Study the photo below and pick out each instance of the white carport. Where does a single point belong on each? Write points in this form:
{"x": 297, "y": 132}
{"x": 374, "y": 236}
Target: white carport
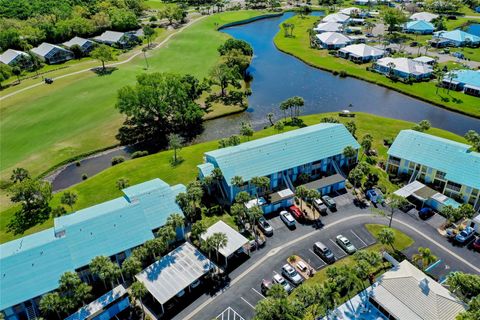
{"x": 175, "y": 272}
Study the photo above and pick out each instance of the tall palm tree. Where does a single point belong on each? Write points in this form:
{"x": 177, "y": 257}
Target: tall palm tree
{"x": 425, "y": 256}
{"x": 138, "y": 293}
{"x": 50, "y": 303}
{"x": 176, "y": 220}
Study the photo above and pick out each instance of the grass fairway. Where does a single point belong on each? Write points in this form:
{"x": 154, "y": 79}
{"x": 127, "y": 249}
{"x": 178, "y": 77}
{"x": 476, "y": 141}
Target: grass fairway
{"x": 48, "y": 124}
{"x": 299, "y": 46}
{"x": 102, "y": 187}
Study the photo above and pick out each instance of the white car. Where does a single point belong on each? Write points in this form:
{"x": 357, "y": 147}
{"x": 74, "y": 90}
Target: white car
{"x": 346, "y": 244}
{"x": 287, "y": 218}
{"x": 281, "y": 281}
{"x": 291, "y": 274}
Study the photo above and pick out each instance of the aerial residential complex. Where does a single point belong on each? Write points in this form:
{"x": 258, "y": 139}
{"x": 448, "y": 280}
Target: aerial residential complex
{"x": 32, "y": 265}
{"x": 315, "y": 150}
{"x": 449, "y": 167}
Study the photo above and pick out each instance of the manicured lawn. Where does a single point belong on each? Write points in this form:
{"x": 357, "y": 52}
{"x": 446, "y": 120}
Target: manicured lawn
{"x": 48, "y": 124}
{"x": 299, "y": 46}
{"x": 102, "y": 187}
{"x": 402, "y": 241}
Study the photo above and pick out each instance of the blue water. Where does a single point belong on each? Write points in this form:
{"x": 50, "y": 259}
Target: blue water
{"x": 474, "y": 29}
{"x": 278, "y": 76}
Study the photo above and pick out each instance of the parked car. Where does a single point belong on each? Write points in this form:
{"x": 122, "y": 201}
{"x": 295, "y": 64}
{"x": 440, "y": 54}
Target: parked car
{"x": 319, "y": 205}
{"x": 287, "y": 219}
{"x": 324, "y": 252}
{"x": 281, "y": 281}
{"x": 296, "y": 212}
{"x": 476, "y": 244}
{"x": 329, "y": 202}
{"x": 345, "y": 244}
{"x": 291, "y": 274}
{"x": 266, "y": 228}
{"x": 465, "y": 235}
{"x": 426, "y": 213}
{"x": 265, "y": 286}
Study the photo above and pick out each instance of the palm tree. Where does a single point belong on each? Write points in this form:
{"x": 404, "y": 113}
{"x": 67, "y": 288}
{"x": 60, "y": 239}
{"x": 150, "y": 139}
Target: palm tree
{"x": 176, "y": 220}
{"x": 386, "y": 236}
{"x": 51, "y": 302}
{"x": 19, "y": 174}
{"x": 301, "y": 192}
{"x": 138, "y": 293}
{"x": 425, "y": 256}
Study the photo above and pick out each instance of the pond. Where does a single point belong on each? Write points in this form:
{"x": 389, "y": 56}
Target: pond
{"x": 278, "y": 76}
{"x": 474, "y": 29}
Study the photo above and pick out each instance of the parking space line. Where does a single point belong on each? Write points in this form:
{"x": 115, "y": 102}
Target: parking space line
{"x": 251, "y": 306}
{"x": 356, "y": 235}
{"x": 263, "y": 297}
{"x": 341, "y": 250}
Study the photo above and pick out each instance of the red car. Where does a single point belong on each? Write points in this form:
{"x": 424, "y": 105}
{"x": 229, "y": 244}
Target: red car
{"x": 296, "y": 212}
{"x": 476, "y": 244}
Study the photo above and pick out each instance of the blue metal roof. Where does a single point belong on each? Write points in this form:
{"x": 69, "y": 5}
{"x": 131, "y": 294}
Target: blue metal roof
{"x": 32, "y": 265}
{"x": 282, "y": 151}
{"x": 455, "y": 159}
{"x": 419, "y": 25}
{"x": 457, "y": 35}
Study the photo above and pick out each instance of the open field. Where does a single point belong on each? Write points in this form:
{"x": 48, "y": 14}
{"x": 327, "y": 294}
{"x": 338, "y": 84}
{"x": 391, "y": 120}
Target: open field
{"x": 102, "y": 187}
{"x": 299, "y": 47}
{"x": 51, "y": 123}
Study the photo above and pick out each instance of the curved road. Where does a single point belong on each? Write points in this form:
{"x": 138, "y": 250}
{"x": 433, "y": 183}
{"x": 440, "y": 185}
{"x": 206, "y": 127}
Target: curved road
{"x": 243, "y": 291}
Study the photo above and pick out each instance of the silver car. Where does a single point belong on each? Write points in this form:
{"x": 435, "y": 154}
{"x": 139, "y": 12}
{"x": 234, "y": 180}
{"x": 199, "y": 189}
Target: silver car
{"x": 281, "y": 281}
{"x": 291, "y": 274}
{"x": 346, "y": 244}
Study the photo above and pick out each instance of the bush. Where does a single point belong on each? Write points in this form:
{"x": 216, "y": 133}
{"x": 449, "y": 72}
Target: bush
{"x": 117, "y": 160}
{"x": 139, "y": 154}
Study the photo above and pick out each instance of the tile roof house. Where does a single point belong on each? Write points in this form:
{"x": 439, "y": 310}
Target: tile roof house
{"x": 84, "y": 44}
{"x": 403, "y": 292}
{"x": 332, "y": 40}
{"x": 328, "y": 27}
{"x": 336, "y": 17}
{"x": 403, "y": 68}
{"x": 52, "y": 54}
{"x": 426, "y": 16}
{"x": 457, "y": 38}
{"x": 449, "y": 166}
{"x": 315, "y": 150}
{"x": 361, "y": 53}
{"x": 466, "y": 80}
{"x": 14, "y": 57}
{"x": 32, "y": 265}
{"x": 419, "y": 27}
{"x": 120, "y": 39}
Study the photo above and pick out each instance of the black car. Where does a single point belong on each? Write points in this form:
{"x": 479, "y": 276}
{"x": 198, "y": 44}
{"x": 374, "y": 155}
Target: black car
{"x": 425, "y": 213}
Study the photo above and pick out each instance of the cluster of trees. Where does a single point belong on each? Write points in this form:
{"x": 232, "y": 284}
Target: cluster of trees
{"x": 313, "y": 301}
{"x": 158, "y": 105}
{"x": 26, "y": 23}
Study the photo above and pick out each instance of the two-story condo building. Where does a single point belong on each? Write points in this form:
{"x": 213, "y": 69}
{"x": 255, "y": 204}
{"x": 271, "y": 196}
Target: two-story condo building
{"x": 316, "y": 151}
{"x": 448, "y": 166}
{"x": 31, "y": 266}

--------------------------------------------------

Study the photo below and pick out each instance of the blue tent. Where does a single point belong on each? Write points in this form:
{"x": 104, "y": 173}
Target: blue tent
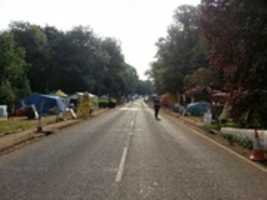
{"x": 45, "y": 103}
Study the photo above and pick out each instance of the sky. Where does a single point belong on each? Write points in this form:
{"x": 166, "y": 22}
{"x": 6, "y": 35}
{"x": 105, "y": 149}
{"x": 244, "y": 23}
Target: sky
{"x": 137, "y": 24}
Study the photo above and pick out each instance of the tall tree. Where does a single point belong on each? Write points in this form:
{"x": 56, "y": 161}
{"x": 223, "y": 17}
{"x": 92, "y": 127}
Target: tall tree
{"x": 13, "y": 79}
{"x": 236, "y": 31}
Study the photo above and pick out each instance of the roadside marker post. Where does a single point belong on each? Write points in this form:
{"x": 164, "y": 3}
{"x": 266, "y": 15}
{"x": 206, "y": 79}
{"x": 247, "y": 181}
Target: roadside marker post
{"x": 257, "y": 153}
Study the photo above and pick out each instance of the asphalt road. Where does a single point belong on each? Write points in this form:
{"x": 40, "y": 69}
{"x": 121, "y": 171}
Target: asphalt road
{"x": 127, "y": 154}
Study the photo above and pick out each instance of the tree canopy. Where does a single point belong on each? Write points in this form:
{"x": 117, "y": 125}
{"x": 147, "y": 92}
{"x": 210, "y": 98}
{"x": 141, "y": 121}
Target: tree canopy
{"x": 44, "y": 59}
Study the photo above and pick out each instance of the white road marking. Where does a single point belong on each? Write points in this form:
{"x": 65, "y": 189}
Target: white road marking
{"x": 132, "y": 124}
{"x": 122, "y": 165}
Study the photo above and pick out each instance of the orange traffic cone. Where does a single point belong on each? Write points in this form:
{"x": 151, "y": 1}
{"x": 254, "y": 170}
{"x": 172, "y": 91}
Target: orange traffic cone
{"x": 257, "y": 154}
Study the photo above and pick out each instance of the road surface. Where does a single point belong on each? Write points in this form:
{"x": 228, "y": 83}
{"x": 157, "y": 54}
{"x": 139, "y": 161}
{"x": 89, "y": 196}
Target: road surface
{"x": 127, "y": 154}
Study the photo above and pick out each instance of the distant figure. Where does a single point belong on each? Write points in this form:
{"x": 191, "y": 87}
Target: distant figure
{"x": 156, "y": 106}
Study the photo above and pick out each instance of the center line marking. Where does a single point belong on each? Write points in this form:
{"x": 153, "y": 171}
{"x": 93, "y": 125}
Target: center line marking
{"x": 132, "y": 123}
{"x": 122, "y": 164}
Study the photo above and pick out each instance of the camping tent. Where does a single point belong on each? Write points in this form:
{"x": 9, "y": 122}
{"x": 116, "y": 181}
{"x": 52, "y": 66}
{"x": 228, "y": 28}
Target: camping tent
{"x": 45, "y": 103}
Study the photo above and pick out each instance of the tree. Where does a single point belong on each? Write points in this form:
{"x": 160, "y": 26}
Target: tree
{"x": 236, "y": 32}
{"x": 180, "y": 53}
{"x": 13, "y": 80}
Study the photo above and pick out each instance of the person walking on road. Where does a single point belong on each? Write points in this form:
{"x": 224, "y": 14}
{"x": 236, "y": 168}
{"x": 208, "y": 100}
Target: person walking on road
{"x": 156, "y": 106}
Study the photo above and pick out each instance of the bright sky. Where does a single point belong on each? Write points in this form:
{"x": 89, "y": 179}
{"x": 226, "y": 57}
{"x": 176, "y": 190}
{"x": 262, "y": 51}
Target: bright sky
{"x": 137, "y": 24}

--------------------------------------------------

• _Written exercise_: Show every line of the records that contains the word "person".

• _Response_:
Study the photo above and pick out each instance of the person walking on road. Where does a single point belong on each? Write points in this form:
Target: person walking on road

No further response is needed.